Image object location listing
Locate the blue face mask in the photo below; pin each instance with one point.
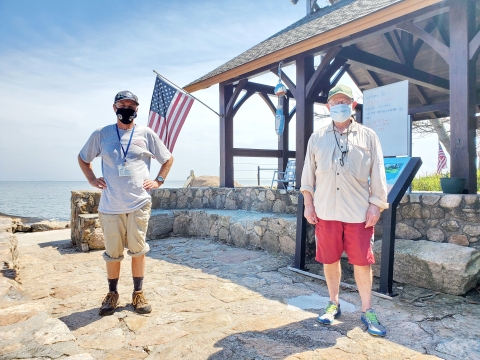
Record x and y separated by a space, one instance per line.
341 112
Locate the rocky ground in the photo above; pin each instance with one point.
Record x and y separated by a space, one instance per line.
212 301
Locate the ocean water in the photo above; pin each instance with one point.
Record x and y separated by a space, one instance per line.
50 200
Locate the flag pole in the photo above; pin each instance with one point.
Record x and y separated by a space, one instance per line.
180 89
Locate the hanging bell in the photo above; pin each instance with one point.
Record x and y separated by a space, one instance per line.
279 121
280 89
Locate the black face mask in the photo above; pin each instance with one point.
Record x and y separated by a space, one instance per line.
126 115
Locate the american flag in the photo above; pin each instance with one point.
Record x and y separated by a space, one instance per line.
168 111
442 159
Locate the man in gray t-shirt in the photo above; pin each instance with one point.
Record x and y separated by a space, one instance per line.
126 150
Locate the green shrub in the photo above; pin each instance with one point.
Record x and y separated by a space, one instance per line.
428 182
431 182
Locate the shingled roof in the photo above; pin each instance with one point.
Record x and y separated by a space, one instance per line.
314 24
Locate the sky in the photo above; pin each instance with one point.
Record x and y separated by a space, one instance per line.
62 62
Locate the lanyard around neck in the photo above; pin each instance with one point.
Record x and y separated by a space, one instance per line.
125 152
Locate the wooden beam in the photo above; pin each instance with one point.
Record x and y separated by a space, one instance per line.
339 75
290 84
462 94
442 30
372 78
231 103
474 47
304 122
353 31
283 142
244 98
269 102
324 84
321 69
429 108
394 41
391 68
261 88
291 113
418 44
226 138
242 152
436 45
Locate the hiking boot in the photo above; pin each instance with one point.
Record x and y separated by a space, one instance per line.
374 327
109 304
140 303
332 311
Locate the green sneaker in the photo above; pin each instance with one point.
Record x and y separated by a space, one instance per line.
332 311
374 327
109 304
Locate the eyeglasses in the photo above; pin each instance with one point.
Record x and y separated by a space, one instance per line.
340 102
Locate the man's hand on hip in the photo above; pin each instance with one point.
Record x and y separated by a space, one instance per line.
151 184
373 214
98 183
310 214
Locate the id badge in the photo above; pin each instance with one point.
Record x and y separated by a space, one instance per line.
124 170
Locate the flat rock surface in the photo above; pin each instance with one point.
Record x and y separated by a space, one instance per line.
213 301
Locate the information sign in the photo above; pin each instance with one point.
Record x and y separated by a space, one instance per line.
385 110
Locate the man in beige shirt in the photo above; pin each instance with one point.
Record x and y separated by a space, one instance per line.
345 189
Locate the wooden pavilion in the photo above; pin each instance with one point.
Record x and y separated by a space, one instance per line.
434 44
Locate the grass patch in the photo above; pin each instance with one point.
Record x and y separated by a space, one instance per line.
428 182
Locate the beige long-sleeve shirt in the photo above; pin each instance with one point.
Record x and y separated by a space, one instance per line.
343 193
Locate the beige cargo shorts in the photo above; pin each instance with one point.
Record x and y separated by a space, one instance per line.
125 231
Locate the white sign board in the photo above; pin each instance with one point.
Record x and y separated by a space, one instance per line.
385 110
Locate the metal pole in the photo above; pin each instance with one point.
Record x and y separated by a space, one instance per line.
301 238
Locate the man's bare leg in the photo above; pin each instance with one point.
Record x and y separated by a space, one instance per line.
113 270
363 278
333 274
138 266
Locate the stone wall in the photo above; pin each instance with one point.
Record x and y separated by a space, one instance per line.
82 202
242 198
438 217
428 216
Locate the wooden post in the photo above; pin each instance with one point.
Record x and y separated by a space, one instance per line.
283 141
304 117
462 94
226 137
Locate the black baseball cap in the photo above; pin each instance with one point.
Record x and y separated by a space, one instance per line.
126 95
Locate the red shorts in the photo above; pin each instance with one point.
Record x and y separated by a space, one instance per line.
334 237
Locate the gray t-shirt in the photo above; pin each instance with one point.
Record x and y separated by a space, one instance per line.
124 194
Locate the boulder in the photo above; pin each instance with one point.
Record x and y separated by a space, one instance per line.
49 225
5 224
160 224
403 231
204 180
443 267
8 249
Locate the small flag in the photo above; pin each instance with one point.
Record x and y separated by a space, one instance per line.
442 159
168 110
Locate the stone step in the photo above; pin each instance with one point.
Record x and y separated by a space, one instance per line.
443 267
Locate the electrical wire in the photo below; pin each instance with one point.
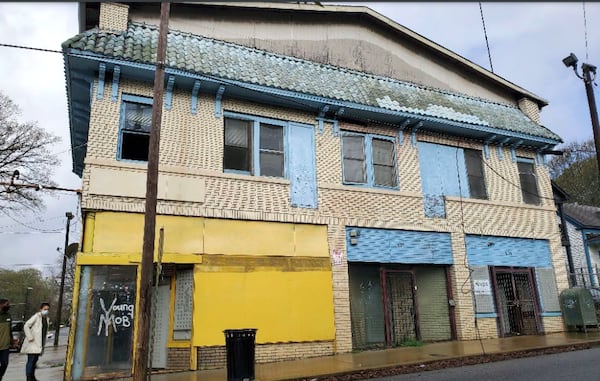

→ Exercise directions
Rewrite the listing from the line containing "Locate the stone step" through the end of the listing, including the requests, and scale every point coordinate in the answers by 0.3, rounding to the nearest whole number with halves rounded up. Leave the pictures out of the answer.

→ Written answer
Locate the stone step in the photo above; pin each instance with one point.
Record x and y separated by a space, one instance per line.
133 80
Locate the electrical wire in the photo below; pin each instance with one point.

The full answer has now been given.